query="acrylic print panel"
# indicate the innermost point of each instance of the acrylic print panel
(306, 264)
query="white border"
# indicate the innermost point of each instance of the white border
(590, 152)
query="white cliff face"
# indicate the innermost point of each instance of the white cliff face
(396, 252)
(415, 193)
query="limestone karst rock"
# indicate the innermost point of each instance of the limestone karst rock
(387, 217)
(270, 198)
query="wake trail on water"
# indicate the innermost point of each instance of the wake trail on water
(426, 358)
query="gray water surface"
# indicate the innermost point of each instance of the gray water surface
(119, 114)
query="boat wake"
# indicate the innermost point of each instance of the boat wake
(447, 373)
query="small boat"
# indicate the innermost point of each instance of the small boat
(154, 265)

# # # # # # #

Pull every line containing "query" out of the data above.

query="acrylic print panel"
query="white border"
query="white cliff face"
query="limestone karst rock"
query="wake trail on water"
query="gray water surface"
query="boat wake"
query="small boat"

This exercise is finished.